- _Records for this exercise_:
* Begin *

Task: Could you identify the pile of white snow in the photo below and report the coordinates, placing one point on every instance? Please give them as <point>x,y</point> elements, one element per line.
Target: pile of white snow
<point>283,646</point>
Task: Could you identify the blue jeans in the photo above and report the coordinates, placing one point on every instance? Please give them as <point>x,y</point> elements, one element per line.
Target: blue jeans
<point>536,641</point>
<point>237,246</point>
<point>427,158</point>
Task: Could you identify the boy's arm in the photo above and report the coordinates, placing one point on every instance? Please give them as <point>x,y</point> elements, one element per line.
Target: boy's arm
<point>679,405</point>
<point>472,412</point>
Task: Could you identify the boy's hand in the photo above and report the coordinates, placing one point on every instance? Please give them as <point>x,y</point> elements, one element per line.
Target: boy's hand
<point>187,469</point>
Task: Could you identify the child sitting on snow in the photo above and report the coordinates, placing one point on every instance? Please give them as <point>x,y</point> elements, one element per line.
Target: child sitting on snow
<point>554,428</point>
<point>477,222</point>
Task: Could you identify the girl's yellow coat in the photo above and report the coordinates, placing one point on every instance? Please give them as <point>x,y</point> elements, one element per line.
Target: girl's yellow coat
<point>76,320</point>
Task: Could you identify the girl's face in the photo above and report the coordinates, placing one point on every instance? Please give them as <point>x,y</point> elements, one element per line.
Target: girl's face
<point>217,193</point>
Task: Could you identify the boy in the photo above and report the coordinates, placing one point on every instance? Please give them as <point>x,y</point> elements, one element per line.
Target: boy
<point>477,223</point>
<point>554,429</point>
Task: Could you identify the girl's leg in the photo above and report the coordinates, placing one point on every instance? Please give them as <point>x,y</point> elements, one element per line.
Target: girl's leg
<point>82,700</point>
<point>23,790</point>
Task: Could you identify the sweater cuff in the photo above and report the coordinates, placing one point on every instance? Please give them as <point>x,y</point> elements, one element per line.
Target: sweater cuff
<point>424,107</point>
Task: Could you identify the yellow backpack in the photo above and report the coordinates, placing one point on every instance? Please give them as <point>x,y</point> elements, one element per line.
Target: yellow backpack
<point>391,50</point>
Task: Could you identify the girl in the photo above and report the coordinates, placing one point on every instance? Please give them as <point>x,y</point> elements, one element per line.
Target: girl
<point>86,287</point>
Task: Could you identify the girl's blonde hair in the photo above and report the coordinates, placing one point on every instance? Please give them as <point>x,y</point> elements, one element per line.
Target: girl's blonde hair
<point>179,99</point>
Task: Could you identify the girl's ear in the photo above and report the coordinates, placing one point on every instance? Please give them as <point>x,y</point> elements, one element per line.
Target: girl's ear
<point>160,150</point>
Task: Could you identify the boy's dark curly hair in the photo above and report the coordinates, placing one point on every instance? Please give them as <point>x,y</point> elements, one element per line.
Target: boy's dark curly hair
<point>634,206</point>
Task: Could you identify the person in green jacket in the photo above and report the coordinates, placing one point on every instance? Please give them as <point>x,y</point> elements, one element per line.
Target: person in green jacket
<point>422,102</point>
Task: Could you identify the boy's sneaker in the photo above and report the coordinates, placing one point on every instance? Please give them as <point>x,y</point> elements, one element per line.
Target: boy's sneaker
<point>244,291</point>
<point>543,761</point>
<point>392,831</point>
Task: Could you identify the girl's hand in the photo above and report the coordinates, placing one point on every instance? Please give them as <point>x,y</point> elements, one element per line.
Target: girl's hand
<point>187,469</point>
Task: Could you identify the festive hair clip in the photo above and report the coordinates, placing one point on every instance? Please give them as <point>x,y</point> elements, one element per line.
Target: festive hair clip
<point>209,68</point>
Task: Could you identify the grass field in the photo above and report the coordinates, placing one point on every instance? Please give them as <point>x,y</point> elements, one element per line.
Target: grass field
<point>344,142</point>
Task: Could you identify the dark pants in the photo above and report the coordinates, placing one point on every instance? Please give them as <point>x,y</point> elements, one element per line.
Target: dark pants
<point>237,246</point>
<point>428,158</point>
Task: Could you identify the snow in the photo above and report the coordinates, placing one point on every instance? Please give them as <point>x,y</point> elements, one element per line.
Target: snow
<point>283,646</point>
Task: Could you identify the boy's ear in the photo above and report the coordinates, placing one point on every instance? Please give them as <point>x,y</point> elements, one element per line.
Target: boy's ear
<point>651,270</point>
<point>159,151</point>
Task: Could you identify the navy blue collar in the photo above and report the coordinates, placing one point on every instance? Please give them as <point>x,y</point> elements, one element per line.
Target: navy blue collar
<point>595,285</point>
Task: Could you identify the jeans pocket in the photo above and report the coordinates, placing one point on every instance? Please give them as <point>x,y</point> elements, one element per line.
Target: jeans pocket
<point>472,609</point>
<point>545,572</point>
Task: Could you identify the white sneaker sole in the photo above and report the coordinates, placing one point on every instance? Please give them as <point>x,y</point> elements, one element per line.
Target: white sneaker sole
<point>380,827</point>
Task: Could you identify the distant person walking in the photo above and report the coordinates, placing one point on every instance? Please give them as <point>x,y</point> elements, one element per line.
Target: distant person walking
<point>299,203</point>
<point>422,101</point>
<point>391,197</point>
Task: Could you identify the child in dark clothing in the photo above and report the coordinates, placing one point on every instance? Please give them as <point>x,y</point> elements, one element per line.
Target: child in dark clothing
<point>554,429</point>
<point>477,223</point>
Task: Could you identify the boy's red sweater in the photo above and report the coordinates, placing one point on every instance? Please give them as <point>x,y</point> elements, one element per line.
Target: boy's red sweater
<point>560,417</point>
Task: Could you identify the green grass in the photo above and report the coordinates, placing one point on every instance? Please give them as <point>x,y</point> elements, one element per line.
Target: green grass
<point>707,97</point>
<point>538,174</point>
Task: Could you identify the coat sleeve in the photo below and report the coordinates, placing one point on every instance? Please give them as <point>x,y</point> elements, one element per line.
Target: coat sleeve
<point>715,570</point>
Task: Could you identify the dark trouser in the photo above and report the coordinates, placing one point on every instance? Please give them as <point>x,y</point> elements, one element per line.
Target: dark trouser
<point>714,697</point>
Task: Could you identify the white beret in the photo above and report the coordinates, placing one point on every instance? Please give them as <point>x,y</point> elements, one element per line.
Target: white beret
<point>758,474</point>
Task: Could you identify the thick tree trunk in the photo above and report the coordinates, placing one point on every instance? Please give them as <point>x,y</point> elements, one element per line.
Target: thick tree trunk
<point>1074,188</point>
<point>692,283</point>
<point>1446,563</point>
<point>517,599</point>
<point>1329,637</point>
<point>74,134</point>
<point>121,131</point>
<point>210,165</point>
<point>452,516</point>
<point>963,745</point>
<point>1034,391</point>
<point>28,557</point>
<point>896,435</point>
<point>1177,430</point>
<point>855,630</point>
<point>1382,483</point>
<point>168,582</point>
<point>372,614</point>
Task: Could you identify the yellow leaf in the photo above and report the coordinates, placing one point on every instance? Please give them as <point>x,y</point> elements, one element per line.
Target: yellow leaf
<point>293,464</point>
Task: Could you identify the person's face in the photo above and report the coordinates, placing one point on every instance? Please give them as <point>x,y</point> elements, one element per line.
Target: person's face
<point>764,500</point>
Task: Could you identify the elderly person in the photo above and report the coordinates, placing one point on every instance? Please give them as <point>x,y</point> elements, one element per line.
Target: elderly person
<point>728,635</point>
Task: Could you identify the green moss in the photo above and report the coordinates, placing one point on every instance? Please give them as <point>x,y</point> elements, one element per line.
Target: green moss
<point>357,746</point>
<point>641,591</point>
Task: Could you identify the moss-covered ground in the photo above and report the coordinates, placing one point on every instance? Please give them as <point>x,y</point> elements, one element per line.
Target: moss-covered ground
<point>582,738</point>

* End *

- _Objective_:
Rewrite all of the records above, changing "every instance" to "each instance" everywhere it occurs and leaving everything else as it is.

- _Result for this exercise_:
Task: Could you identify the pile of white snow in the photo below and report the coordinates, placing one point on each instance? Please give them as <point>x,y</point> elements, one element per line.
Target: pile of white snow
<point>283,646</point>
Task: Could you identify the blue jeans in the photo above and report the coordinates, placing one point on each instance? Please give them as <point>x,y</point> elements, one element per line.
Target: blue jeans
<point>536,641</point>
<point>237,246</point>
<point>427,158</point>
Task: Could you identify the boy's arm in the photo above and report the coordinates, placing one point on each instance? Please give them as <point>x,y</point> elements, one element per line.
Target: boy's arm
<point>679,405</point>
<point>472,412</point>
Task: Could you identify the boy's hand in the photo above and report the coordinates, placing one point on each instance? Please give them as <point>x,y</point> elements, one element per line.
Target: boy's hand
<point>187,469</point>
Task: Could you identify the child sitting on snow in the photo above and report the coordinates, placing one point on each instance? Please give them as <point>x,y</point> elements, one element per line.
Target: child sitting on snow
<point>554,428</point>
<point>477,222</point>
Task: Could you identify the girl's yellow coat in the photo above and report the coordinates, placing one point on each instance? Please give them as <point>x,y</point> elements, one element per line.
Target: girl's yellow coat
<point>76,320</point>
Task: Could you identify the girl's face in the photo above and report the coordinates, placing one point on each instance? Please give them as <point>x,y</point> elements, one element per line.
Target: girl's face
<point>217,193</point>
Task: Could you identify the boy in the photo above and report the coordinates, placing one point on each instance? Please give them as <point>x,y</point> elements, one element per line.
Target: boy
<point>477,223</point>
<point>554,429</point>
Task: Could you identify the girl's leg in the photo above and report the coordinates, placing one point on each instance? Please give them as <point>x,y</point> elements, one element per line.
Target: girl's leg
<point>82,700</point>
<point>23,790</point>
Task: Could you identify the sweater cuff in the photo above and report the coordinates, placing one point on each instance? Please give them as <point>x,y</point> elements, one element per line.
Target: sweater cuff
<point>424,107</point>
Task: Could you identify the yellow backpack in the photo above and report the coordinates, placing one point on each instance? Please give them as <point>x,y</point> elements, one element per line.
Target: yellow backpack
<point>391,50</point>
Task: Could you identify the girl in the photo above and report the coordinates, placing one point on each instance? Please give them as <point>x,y</point> elements, one element per line.
Target: girl
<point>86,287</point>
Task: Could you identify the girl's blonde hair in the photo above and report the coordinates, placing one point on each instance? Please give them as <point>x,y</point> elements, one element per line.
Target: girl's blonde hair
<point>179,99</point>
Task: Could you identify the girl's ear in the photo above and report the coordinates, placing one point on each instance? Please give them as <point>x,y</point> elements, one element per line.
Target: girl's ear
<point>160,150</point>
Task: Could you identify the boy's dark curly hair in the photo above and report the coordinates, placing one point on each instance? Please give them as <point>x,y</point> elements, one element per line.
Target: boy's dark curly hair
<point>634,206</point>
Task: Could you identify the person in green jacket in the photo above and report the coordinates, placing one point on each instance? Please give them as <point>x,y</point> elements, one element per line.
Target: person in green jacket
<point>422,102</point>
Task: Could you identify the boy's sneaker in the photo above and report the coordinates, placing one point on each instance? Please give them as <point>x,y</point> elements, one element per line.
Target: boy's sneaker
<point>244,291</point>
<point>543,761</point>
<point>392,831</point>
Task: Could you identify the girl's hand in the photo above and report the coordinates, placing one point on each instance? Please give them as <point>x,y</point> elements, one element per line.
Target: girl's hand
<point>187,469</point>
Task: Could you identify the festive hair clip in the photo above and report the coordinates, placing one point on each instance? Please give them as <point>x,y</point> elements, one element per line.
Target: festive hair clip
<point>209,68</point>
Task: Could you identify the grass field in the photo above and report the coordinates, placing one point on each instance? Please give them as <point>x,y</point> elements, one element per line.
Target: grass field
<point>344,142</point>
Task: Could you identify the dark pants in the photo above and report the coordinates, placing one point on each instance? Please give them as <point>x,y</point> elements, one element per line.
Target: dark pants
<point>237,246</point>
<point>428,158</point>
Task: Could you identify the snow in the photo above and report the coordinates, placing one point on each instance? Please give them as <point>x,y</point> elements, one element per line.
Target: snow
<point>283,646</point>
Task: Could you identify the boy's ear in the photo above and report the coordinates, placing one point on each instance? Please give them as <point>x,y</point> elements, one element per line.
Target: boy's ear
<point>651,270</point>
<point>159,151</point>
Task: Could you identify the navy blue collar in the photo above and report the coordinates, placing one point on each instance? Please give them as <point>x,y</point> elements, one element per line.
Target: navy blue collar
<point>595,285</point>
Task: Could you identify the jeans pocket in the photo above and report the coordinates, placing one point on each instance? Please give them as <point>x,y</point> elements, one element per line.
Target: jeans pocket
<point>472,609</point>
<point>545,572</point>
Task: Could you identify the white sneaker sole in the photo above and report the coordinates, placing one point on each instance? Please give them as <point>x,y</point> elements, one element per line.
Target: white sneaker sole
<point>380,827</point>
Task: Could you identify the distant person walking in the photo above and report the coordinates, placing one point on each instance? Please give them as <point>x,y</point> elements, one element per line.
Target: distant person walking
<point>299,203</point>
<point>422,101</point>
<point>391,197</point>
Task: Could you identify the child in dark clothing in the photo above and report the coordinates, placing one point on each instance? Please give them as <point>x,y</point> elements, one element per line.
Target: child in dark clothing
<point>554,429</point>
<point>477,223</point>
Task: Could you identify the boy's red sweater in the photo above and report the coordinates, placing one point on each instance? Please give them as <point>x,y</point> elements, one element per line.
Target: boy's red sweater
<point>560,417</point>
Task: Could you identify the green grass in the photo above and report the coordinates, placing one point on each instance? Please give them as <point>x,y</point> elements, one element per line.
Target: green grass
<point>707,97</point>
<point>538,174</point>
Task: Could you identify the coat sleeve in the photo below and report the coordinates, placing one point on each instance? Please give them as <point>x,y</point> elements, one element per line.
Target: coat sleeve
<point>715,570</point>
Task: Could you identify the dark trouser in the photo above and report the coordinates, placing one point on each instance? Please give them as <point>x,y</point> elements, one element per line.
Target: dark trouser
<point>714,697</point>
Task: Could you identify the white beret in the photo above and report the coordinates, placing one point on each instance? Please give them as <point>x,y</point> elements, one element per line.
Target: white beret
<point>758,474</point>
Task: Could you identify the thick tree trunk in the photo above and report the coordinates, placing one point on each instance? Please give them as <point>x,y</point> elements, one element per line.
Target: thick tree trunk
<point>1074,188</point>
<point>692,283</point>
<point>1446,563</point>
<point>517,599</point>
<point>1329,637</point>
<point>74,134</point>
<point>121,131</point>
<point>210,165</point>
<point>452,516</point>
<point>963,745</point>
<point>1034,391</point>
<point>28,557</point>
<point>896,435</point>
<point>1177,430</point>
<point>855,630</point>
<point>1382,483</point>
<point>168,582</point>
<point>372,614</point>
Task: Could you identify the yellow leaf in the photo above and report the coordinates, placing one point on each instance? Please give them as <point>x,y</point> elements, one element per line.
Target: yellow leaf
<point>293,464</point>
Task: Could you identify the person's face in the photo above and report the coordinates, placing one point on each instance? Please give them as <point>x,y</point> elements, one element per line.
Target: person's face
<point>764,500</point>
Task: Could you identify the elderly person in the photo above and report the coordinates, placing one point on each instance? Please give them as <point>x,y</point> elements, one element per line.
Target: elderly person
<point>728,635</point>
Task: Could you identify the green moss in the photo above and report the coordinates, placing one point on each instance? Please give them as <point>x,y</point> elements, one element per line.
Target: green moss
<point>357,746</point>
<point>641,591</point>
Task: Could you identify the moss-covered ground in the photo above and report the coordinates, placing one point on each instance? Please give them as <point>x,y</point> elements, one element per line.
Target: moss-covered ground
<point>582,738</point>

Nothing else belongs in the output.